# Lake Cresent/ St. John's River System



## skiff89_jr (Apr 1, 2011)

All these years that I've been a member on crappie.com, and I've read countless threads about people putting their 2 cents on wether Talquin or Cresent was the "supreme"waters of Florida. Well after fishing Talquin for several years, I've finally gotten in on a little Cresent action now that I'm living in Gainesville. 



Got to the lake at 6am and the lake was white-capping (seriously). Launched at 3 bananas and headed to the north end of the lake hoping to get out of the wind. Carolina Skiff j16's just aren't built for this kind of weather. Long and wet ride all the way to the north end. 



Trolled about 8-13ft of water all day with the wind pushing us too fast most of the day. Just couldn't keep our baits in the strike zone for any long periods of time.

Provided data:

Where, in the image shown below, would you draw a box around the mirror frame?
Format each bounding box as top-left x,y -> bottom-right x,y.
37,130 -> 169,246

Work instructions:
**a)** In the fishing report on Lake Cresent, at what time did the poster reach the lake?
**b)** Pick up the Lake Cresent fishing report after its final sentence and carry it forward.

The answers:
**a)** At 6 a.m.

**b)**
Even with such a horrible wind all day we managed to catch 41. Only kept 21 but we had 10, yes 10 fish, at or over the 2lb mark. I haven't even caught a total of 2lbers in my life before today. Definitely a trip for the memorie books. It was dads and I first of many trips to Cresent. Big fish went 2.4lbs. All fish were caught on litewirehooks and grubs. 


Btw, I wouldn't normally keep 10- 2lb crappie. We had already made up in our minds we would keep fish from today that were of size and throw EVERYTHING back tomorrow. 4 quart bags of fillets will last me awhile. 



Talquin will always seem like home but I'm on to something good down here at Cresent. 















































Sent from my iPhone using Tapatalk


----------



## skiff89_jr (Apr 1, 2011)

Pics don't even do these fish justice. Incredible day!!!


Sent from my iPhone using Tapatalk


----------



## FishWalton (Jul 22, 2010)

I knew you would get over to Cresent sooner or later. After that incredible day you will be burning up the road when your studies allow. Thanks for the great report and photos. We don't get them like that in the Choctawhatchee River, which I'm headed to this moring looking for more crappie.


----------



## skiff89_jr (Apr 1, 2011)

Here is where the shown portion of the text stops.